▶ Text passage
____________
So I was a little bit disappointed in that.
Another important one to look at here is the speed.
So Opus 4.6 here, you can see, I can't highlight this,
but this is Opus 4.6.
You can see it's at 73 tokens per second.
And then Opus 4.5 is at 88.
So we saw a little bit of a decrease in tokens per second.
Now this does fluctuate over time.
So this isn't like set in stone,
but tokens per second did go down a little bit,
which is a little bit discouraging, but not too bad.
But for intelligence and speed,
really what we're seeing is that on some of these other
benchmarks,
Opus 4.6 was able to see a really big improvement.
Like one of those is definitely like this one here,
novel problem solving the Arc AGI two liter board.
This saw a big jump of 30%.
So that's huge.
Also office tasks saw a big jump.
Financial tasks saw a 5% jump.
Multidisciplinary reasoning on humanities.
Last exam saw a big jump as well.
Agentic search saw a big jump.
So, you know, a lot of these saw a big jump.
Look at this.
Agentic tool use also saw a jump.
Agentic computer use saw a big jump.
But, you know, the biggest disappointing thing in this,
in the benchmarks was definitely Agentic coding.
I was surprised to see this not only not improve,
but also take a little bit of a step back.
So discouraging there, but in, in all in all,
I think that it is going to be a smarter model across the
board.
Maybe just not specifically on the coding index.
The next thing that I like to cover about this new model is
a little bit less about the model as specifically,
but more so about the update that anthropic gave to a cloud
code in this model.
So if you now go to models,
I want to highlight something here.
So with Opus 4.6,
you now have the capability to adjust the effort.
So if we kind of just zoom in here,
actually let's launch another workspace here and do a
control T.
Let's just draw, let's just do a single,
let's just do a single and then we'll launch,
we'll launch one cloud code instance in this,
but let's just launch a new cloud code instance.
And this is again, this is bridge space,
which is very useful, but if we are in Opus 4.6, right?
And let's do model.
Okay.
And what you're going to see is that the default
recommended model is now Opus 4.6.
And with this model,
you do not have this ability with Haiku or Sonnet.
So this is specific to Opus 4.6,
but you can now adjust the effort.
Do you see how it says medium effort here?
So all I have to do to adjust this is I can set it to high
effort.
I can set it to medium effort,
or I can set it to low effort.
So this is similar to codex where, Hey, with codex,
they literally offer it as like different models, right?
Like codex is offering codex, GBT 5.3, you know,
extra high or medium or high, you know,
so they have four different models.
So this is kind of anthropics approach to this,
which is actually much better rather than offering like a
specific model.
They just allow you to adjust the effort in cloud code,
which I like.
So that's definitely one thing to note that when you are
setting your model inside cloud code,
make sure you check out the effort level.
That's going to be very nice to be able to set it at a
specific effort level.
If you're working on maybe an easier task,
you can set it to a lower effort.
So you use less tokens.
And then if it's a little bit more complex,
you can set it to high effort,
and it's going to think longer and do a better job.
But that is an important thing to know about this model is
that this is a new capability of Opus 4.6 inside of cloud
code.
The last thing I want to do before we actually get our
hands dirty and start vibe coding with Opus 4.6,
I want to show you probably the most important thing that
actually got released yesterday.
____________
▶ Given records
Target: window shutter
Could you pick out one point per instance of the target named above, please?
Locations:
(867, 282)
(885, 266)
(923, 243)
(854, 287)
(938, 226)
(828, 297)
____________
▶ Problem set
1/ According to the Opus 4.6 transcript, which benchmark area was the biggest disappointment?
2/ From the Opus 4.6 transcript, write out the passage that begins at the words "Like one of" and stops after "Look at this.".
3/ Check each statement against the Opus 4.6 transcript. For each, answer yes or no and quote the words that decide it.
(a) Financial tasks improved by 5%.
(b) The effort setting is also available with Haiku and Sonnet.
(c) The default recommended model is Opus 4.5.

▶ Set of answers
1/ Agentic coding.

2/
Like one of those is definitely like this one here,
novel problem solving the Arc AGI two liter board.
This saw a big jump of 30%.
So that's huge.
Also office tasks saw a big jump.
Financial tasks saw a 5% jump.
Multidisciplinary reasoning on humanities.
Last exam saw a big jump as well.
Agentic search saw a big jump.
So, you know, a lot of these saw a big jump.
Look at this.

3/
(a) Yes: "Financial tasks saw a 5% jump."
(b) No: "you do not have this ability with Haiku or Sonnet."
(c) No: "the default recommended model is now Opus 4.6."